◆ **Written problem**
Summarize the forum thread in two sentences.

◆ **Document text**
===============

For example this was me at my heaviest 15.5 stone 100% natty in May! I'm same weight now just carrying much lower water and fat!


----------



## Mattye8 (Jun 21, 2011)

Dazarms said:


> Looking good mate and solid
> 
> similar shape to me
> 
> ...


Thanks mate.... Yeah I'm quite stocky arms tend to over power chest (grr)

Funnily enough I got a £25 discount for that program would have worked out at a bargain of £75 for 12 weeks so it was that and JP. The guy running it looks immense goal sorta physique.

Yeah exactly mate..... Took me like 10 weeks to diet down to a lean figure in the summer hated it really so would rather just stay lean(ish) all year round if poss.


----------



## Mattye8 (Jun 21, 2011)

aj90 said:


> looking awesome mate, you're always making progress from what i see, 4 years and still growing like a mofo, plus you dont even hammer loads of gear!


Cheers bro! Hope everything going good with you tat looks immense !


----------



## Mattye8 (Jun 21, 2011)

simonthepieman said:


> Weeks4-6 were mental for me. Gained loads of size and strength


Coming up soon! Will look forward to that!


----------



## Mattye8 (Jun 21, 2011)

Dazarms said:


> whats your diet consisting off now them pal with JP
> 
> I no my mate used him few months back and alot of it on train days was massive amount calories and alot carbs all around workout
> 
> ...


Yeah that's similar to me carbs mainly around workout which suits me! And yeah I used to have malto have vitargo now tho pre and intra malto post. Expensive stuff!!!!! Yeah mate food bill is high but can't put a price on good quality food! Just has manuka honey added to my PWO meals now!!!! £14 for a small jar had to just not look at overall price and enter me pin when paying lol


----------



## Dazarms (Sep 8, 2013)

Mattye8 said:


> Thanks mate.... Yeah I'm quite stocky arms tend to over power chest (grr)

===============

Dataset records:

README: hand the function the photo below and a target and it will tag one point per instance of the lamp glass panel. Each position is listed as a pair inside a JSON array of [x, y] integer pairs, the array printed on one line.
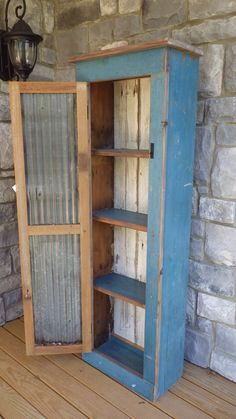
[[23, 53]]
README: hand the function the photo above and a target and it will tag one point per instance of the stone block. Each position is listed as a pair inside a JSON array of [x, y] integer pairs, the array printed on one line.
[[211, 70], [6, 153], [108, 7], [129, 6], [15, 258], [67, 43], [220, 244], [4, 108], [9, 283], [5, 263], [126, 26], [164, 13], [48, 56], [100, 33], [208, 31], [73, 15], [197, 248], [211, 278], [220, 109], [200, 111], [224, 174], [204, 325], [42, 72], [191, 307], [2, 312], [6, 192], [204, 150], [216, 309], [13, 304], [198, 347], [217, 210], [8, 234], [197, 228], [4, 86], [7, 213], [226, 135], [224, 364], [65, 74], [230, 68], [203, 189], [226, 339], [202, 9], [48, 41], [48, 15]]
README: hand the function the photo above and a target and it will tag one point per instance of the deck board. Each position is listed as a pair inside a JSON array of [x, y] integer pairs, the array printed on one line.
[[195, 396], [13, 405]]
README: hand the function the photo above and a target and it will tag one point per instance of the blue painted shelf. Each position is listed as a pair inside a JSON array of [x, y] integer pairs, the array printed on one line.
[[121, 152], [123, 353], [122, 218], [123, 287]]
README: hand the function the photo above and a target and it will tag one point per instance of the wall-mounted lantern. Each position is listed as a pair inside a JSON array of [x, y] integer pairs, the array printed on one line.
[[18, 47]]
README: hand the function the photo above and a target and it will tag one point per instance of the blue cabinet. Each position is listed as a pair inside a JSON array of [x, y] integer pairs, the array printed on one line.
[[134, 110], [172, 69]]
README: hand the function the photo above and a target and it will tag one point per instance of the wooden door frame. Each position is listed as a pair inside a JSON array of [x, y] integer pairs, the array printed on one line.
[[84, 229]]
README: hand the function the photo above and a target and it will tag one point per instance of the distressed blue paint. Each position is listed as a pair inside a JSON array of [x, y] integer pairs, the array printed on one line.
[[122, 285], [121, 66], [122, 352], [118, 373], [179, 177], [154, 222]]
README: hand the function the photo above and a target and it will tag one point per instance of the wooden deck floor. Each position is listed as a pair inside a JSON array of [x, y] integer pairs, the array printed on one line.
[[66, 387]]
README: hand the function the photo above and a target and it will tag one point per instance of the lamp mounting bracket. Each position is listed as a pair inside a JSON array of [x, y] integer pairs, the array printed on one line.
[[18, 11]]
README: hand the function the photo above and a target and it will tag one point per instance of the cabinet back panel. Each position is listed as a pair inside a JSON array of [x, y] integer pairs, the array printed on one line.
[[131, 122], [102, 135]]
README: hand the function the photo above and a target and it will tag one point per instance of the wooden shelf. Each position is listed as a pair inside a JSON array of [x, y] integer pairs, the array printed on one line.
[[121, 152], [122, 218], [123, 287], [124, 354]]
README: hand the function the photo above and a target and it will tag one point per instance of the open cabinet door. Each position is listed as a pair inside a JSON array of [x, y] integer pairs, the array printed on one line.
[[51, 142]]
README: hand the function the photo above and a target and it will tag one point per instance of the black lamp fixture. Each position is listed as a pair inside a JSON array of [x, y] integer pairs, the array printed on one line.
[[18, 47]]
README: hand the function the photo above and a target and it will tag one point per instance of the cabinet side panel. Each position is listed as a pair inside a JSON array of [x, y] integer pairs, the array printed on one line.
[[183, 78]]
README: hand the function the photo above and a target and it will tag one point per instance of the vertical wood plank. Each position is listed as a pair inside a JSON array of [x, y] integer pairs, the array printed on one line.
[[21, 196], [85, 210], [125, 240], [143, 172], [102, 135]]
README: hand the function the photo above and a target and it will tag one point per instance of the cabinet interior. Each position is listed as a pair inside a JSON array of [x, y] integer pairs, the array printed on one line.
[[120, 118]]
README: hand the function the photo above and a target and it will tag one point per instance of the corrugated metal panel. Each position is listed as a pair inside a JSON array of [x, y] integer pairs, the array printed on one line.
[[50, 158], [55, 271], [52, 189]]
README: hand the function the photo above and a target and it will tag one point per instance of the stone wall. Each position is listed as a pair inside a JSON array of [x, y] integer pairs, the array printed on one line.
[[87, 25], [40, 15]]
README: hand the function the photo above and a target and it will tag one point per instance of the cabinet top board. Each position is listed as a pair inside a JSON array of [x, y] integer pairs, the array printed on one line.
[[159, 43]]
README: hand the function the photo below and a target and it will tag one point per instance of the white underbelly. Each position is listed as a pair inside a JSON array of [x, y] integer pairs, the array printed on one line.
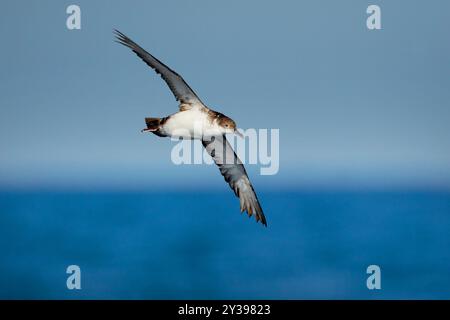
[[189, 124]]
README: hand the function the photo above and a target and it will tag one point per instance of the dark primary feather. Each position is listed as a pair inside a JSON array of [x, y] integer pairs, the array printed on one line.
[[234, 173], [177, 85]]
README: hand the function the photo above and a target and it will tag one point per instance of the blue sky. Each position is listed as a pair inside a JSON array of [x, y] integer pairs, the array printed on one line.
[[355, 108]]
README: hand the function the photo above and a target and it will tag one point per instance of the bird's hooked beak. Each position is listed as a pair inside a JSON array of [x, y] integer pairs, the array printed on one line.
[[238, 133]]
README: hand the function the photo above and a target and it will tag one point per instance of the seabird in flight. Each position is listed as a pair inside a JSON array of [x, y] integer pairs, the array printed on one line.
[[194, 114]]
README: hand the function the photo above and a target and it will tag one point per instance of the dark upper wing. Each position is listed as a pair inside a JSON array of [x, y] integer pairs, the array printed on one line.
[[234, 173], [177, 85]]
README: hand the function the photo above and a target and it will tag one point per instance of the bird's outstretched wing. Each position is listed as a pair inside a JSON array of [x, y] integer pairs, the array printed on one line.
[[233, 171], [180, 89]]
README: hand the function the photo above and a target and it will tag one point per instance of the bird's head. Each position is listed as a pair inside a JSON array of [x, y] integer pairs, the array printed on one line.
[[227, 125]]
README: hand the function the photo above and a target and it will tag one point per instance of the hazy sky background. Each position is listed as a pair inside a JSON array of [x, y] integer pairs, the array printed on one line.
[[355, 108]]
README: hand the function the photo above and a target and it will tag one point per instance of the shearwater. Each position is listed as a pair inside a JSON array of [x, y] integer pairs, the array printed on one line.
[[192, 115]]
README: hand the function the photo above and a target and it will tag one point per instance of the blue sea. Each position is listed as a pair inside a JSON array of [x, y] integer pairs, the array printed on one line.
[[180, 245]]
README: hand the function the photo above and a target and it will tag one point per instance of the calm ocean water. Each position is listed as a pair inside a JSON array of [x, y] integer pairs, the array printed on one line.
[[177, 245]]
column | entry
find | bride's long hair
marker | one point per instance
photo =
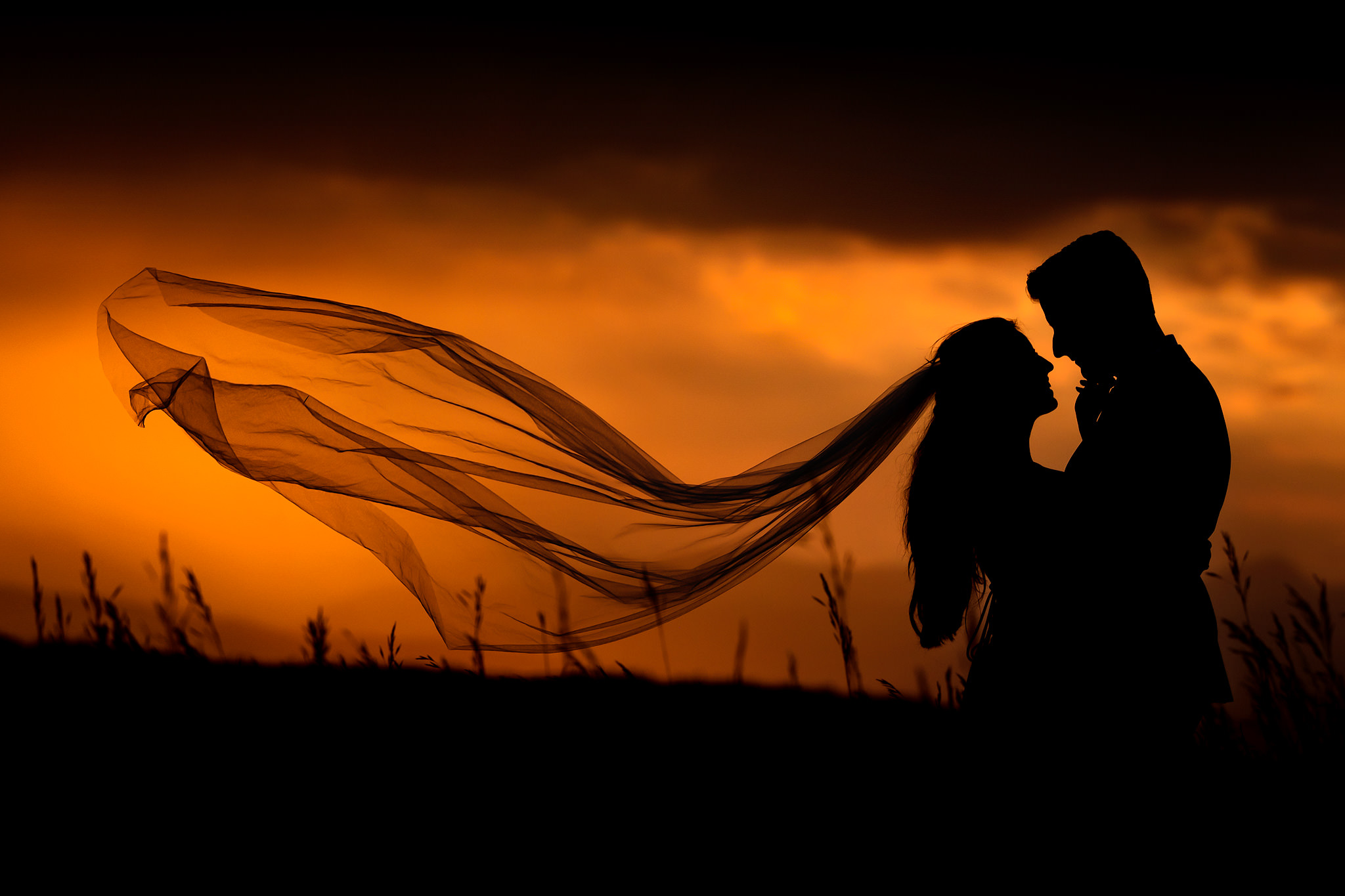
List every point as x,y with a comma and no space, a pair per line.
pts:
942,495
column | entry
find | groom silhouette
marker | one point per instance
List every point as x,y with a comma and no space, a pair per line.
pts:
1147,482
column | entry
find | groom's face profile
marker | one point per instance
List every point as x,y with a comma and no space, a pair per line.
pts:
1079,337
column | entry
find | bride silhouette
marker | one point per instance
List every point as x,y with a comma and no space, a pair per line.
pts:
424,446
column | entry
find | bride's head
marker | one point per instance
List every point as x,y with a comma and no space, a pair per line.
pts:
990,386
988,373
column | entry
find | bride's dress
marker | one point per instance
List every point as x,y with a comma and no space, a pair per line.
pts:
431,450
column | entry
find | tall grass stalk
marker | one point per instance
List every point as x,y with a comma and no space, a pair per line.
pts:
837,609
1297,692
38,617
318,640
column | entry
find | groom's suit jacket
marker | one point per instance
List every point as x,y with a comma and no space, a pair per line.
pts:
1149,481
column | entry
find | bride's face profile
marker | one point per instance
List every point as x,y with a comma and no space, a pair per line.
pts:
1026,373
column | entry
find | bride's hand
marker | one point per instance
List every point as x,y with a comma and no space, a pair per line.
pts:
1088,405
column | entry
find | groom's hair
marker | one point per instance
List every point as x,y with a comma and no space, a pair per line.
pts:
1099,269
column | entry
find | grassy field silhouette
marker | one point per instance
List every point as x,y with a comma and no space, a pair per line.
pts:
89,689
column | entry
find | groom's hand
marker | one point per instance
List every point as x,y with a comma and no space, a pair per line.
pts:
1093,394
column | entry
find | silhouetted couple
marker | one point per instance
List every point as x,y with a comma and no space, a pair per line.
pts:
1095,622
433,452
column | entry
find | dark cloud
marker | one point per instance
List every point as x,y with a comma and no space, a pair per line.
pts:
825,128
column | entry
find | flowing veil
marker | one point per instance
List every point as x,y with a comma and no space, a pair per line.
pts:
426,448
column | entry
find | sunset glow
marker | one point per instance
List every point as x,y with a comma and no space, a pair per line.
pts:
711,345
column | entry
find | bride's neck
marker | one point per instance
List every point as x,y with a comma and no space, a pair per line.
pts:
1005,444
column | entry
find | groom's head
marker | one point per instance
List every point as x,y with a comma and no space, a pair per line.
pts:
1095,296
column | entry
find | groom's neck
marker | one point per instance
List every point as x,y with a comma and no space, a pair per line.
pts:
1142,350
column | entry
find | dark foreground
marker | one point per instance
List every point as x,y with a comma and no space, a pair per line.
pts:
100,731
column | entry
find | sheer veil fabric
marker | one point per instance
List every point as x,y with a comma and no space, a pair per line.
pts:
432,450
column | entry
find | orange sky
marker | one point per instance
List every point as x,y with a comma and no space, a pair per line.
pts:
712,344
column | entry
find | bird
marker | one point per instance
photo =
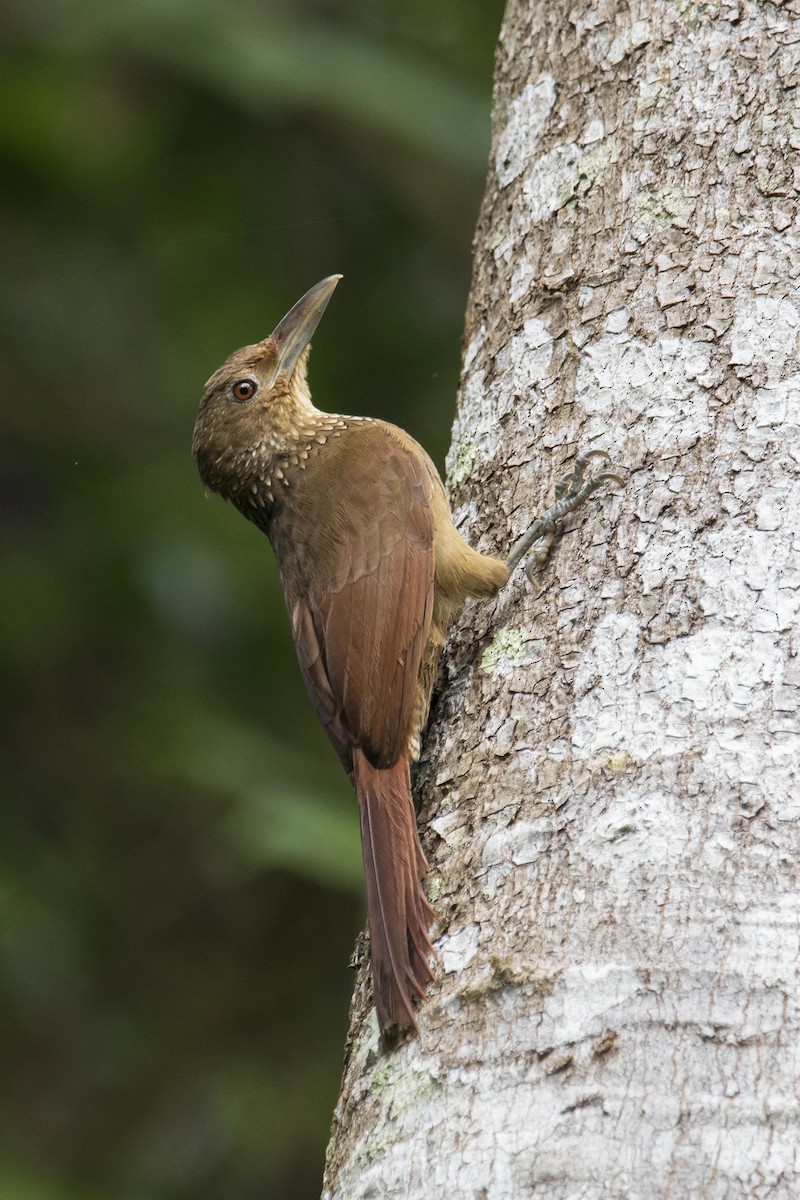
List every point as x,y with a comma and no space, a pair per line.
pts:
373,574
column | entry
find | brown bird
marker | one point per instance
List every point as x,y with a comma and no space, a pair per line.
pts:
373,573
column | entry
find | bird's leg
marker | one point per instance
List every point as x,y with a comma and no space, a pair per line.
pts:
570,493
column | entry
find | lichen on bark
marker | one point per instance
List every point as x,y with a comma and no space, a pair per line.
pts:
609,786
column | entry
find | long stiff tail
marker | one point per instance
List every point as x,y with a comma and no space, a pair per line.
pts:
398,912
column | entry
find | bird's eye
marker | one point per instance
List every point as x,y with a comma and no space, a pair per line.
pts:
244,390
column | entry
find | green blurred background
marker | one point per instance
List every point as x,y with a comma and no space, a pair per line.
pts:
180,880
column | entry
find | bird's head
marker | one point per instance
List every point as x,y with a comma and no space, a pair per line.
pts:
254,406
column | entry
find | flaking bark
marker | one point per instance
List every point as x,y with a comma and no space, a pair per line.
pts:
609,795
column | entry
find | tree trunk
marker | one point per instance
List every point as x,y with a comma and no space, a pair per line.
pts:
609,795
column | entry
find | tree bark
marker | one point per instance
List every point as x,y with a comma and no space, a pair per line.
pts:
609,795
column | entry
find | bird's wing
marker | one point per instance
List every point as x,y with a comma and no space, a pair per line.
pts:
361,592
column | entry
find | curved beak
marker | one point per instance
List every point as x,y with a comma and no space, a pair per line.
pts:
294,333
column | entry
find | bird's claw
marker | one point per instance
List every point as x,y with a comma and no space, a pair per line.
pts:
570,491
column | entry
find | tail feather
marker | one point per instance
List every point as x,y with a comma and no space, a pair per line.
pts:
400,915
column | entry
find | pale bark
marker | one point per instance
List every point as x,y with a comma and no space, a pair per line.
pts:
609,797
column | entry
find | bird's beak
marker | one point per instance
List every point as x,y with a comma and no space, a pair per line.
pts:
294,333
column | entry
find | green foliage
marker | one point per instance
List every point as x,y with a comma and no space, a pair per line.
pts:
180,880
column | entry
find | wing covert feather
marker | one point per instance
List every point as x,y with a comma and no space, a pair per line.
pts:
360,593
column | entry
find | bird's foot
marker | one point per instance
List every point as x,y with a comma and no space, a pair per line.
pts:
571,491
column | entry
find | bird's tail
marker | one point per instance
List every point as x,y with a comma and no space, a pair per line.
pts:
400,915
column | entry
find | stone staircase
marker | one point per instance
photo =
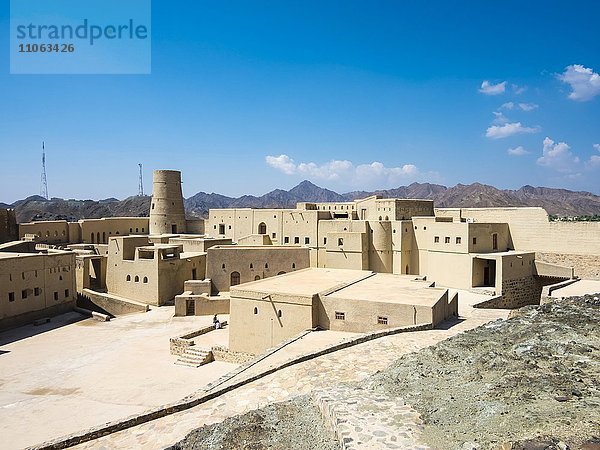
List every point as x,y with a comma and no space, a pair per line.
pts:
194,357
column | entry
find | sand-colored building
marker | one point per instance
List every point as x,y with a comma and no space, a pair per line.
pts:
230,265
151,274
267,312
34,283
87,231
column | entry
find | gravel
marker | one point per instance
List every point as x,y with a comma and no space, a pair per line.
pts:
528,382
291,425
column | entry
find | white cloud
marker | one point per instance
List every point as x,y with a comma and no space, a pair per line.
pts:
584,82
517,151
528,106
344,173
282,163
558,156
509,129
500,118
492,89
522,106
519,89
594,159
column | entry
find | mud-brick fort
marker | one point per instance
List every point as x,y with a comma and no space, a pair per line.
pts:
365,265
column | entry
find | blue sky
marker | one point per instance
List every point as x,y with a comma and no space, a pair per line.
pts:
246,97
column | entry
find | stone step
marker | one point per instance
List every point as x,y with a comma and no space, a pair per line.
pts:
187,364
194,357
197,351
365,419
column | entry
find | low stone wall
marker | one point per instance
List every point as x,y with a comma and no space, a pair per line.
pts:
221,353
109,304
547,290
29,317
585,266
521,292
179,344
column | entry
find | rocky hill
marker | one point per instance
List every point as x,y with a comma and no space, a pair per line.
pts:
559,202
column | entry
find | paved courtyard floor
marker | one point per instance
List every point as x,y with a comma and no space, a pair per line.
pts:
328,371
73,374
580,287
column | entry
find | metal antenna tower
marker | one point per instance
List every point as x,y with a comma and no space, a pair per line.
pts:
141,185
44,188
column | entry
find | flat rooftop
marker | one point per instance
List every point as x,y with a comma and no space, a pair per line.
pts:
388,288
307,282
349,284
493,255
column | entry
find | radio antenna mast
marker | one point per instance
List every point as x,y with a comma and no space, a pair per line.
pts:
141,184
44,188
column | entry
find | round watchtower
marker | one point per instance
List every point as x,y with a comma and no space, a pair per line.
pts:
167,214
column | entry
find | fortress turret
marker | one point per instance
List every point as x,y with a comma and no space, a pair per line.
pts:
167,214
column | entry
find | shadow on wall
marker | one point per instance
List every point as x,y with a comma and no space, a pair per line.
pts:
85,302
30,330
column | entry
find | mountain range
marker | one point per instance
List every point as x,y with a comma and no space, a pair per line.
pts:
559,202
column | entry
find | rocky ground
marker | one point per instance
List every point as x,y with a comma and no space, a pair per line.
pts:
528,383
292,425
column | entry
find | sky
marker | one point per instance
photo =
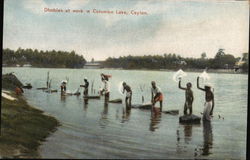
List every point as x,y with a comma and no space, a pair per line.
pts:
184,27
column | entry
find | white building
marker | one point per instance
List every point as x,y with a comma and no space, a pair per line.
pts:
92,65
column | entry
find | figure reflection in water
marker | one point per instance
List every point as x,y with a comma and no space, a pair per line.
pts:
187,133
207,137
155,120
63,97
104,118
126,111
85,104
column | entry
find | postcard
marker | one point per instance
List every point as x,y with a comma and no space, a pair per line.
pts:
120,79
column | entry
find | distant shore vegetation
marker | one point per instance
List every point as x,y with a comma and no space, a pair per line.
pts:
174,61
35,58
171,61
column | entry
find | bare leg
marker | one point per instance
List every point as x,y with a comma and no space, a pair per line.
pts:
185,108
160,105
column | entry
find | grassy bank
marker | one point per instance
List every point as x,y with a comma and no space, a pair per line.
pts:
23,128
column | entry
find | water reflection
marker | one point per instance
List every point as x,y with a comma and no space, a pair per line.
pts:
187,133
126,113
155,120
103,122
207,138
63,98
85,106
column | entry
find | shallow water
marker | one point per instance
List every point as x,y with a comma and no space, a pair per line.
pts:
97,130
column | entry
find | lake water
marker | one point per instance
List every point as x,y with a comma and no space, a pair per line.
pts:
97,130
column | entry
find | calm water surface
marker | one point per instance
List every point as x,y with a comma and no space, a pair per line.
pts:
97,130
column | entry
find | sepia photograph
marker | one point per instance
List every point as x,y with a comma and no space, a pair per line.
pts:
124,79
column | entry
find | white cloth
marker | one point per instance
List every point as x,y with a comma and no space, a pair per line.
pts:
106,86
155,90
207,110
128,94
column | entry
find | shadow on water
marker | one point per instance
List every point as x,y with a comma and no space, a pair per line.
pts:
155,120
207,138
103,122
187,133
126,111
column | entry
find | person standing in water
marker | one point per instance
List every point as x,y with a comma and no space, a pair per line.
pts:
86,87
105,88
209,98
128,90
63,87
156,95
189,97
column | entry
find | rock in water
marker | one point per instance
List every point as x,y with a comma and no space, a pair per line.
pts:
190,119
116,101
10,81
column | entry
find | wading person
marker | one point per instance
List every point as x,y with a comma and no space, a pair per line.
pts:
128,94
105,89
209,98
86,87
156,95
189,97
63,87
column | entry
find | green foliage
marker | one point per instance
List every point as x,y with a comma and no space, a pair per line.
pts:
172,61
43,59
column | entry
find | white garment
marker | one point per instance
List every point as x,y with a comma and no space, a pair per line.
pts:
207,110
106,86
128,94
155,90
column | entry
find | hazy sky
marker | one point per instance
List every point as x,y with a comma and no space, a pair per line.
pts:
183,27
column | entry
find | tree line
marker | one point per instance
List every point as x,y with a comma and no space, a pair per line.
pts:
52,58
174,61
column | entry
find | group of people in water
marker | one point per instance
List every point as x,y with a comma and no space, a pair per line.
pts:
156,95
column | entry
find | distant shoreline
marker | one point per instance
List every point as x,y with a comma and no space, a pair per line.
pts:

===============

◆ **Expected answer**
Mattye8 says a £25 discount brought a 12-week program down to £75, and that after taking about 10 weeks to diet down to a lean figure in the summer, staying lean(ish) all year round would be preferable. Mattye8 also describes eating carbs mainly around workouts, with Vitargo before and during training and malto afterward, and mentions a high food bill that now includes manuka honey at £14 for a small jar, added to post-workout meals.